Segment Start: Supplied records

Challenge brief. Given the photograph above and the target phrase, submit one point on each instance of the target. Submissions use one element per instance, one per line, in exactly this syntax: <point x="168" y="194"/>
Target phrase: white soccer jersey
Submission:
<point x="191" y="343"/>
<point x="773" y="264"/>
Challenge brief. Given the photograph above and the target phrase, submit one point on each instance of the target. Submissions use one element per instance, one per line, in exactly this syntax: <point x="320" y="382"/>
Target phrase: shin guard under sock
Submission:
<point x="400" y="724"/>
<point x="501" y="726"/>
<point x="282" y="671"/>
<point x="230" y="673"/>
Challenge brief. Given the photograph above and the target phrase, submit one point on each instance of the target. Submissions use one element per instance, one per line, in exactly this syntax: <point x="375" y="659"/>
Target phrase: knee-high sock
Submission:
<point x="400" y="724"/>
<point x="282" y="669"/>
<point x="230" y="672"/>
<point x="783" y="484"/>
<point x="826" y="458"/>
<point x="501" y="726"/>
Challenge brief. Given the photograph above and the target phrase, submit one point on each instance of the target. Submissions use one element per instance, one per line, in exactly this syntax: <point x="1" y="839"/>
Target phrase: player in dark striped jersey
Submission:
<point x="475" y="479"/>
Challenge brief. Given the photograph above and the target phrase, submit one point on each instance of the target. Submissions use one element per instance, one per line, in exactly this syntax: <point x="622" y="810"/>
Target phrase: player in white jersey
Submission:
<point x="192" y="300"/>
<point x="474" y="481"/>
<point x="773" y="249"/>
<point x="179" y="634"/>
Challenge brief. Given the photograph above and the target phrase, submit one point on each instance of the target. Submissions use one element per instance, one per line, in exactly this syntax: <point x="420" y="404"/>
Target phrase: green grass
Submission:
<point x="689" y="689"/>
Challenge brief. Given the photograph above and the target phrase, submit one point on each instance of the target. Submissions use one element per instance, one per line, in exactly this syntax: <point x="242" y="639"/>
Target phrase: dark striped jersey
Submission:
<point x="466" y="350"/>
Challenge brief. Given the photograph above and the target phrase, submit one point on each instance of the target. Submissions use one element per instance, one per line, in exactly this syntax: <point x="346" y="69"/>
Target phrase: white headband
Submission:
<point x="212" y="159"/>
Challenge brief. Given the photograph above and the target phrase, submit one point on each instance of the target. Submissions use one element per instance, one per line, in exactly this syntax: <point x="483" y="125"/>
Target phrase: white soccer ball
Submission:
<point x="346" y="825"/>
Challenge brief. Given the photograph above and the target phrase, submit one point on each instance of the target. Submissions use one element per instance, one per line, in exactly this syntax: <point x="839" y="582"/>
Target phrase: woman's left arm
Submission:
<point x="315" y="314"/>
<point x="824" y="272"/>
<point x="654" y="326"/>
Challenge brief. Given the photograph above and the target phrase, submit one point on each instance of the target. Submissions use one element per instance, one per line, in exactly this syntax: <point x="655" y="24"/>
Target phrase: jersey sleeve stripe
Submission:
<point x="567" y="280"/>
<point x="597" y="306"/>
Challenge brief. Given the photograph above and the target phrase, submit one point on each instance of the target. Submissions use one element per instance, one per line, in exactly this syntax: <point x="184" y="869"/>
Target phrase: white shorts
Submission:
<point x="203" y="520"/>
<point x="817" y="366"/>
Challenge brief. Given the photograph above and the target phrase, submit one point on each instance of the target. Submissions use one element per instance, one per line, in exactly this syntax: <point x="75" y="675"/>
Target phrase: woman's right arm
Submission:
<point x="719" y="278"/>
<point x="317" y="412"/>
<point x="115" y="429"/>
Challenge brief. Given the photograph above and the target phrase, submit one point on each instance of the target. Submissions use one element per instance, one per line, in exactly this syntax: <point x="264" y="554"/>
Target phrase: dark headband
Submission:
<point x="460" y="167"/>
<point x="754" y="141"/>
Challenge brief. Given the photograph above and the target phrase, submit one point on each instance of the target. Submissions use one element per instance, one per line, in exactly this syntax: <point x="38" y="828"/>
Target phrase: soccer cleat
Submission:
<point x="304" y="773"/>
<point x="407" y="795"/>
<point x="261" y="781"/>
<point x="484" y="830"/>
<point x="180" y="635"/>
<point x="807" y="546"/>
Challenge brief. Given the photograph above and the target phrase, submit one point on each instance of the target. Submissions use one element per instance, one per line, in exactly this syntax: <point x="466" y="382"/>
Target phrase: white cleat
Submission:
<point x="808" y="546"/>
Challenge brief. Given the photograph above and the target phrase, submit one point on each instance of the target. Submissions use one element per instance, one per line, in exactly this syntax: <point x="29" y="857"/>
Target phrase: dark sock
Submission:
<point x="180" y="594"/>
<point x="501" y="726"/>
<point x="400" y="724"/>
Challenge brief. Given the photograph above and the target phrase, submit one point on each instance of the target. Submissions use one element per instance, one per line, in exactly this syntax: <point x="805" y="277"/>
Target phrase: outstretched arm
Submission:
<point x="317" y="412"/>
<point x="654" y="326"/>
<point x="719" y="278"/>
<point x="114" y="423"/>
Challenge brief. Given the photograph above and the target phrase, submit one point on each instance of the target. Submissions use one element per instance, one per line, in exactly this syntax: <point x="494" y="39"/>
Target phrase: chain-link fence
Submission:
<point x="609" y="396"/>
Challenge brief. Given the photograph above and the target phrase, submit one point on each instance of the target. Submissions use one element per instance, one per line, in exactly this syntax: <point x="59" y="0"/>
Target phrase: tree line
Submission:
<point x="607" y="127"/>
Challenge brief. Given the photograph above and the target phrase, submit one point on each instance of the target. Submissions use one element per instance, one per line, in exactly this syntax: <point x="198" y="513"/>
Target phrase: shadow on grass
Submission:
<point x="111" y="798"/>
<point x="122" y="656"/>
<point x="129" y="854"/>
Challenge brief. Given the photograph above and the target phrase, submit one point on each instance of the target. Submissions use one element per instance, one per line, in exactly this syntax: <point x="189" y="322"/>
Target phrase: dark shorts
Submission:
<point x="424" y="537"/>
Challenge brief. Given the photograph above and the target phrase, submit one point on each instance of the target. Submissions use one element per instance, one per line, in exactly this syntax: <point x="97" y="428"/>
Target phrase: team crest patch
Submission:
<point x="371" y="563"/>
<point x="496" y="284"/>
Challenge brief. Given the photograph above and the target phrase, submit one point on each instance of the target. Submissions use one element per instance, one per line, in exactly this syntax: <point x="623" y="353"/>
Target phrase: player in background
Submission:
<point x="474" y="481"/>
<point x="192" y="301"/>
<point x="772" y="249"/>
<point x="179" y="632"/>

Segment End: Supplied records

*Task item*: Pick each line holding "headband" out of the entries above and return it.

*Solution*:
Target phrase: white headband
Target phrase: dark headband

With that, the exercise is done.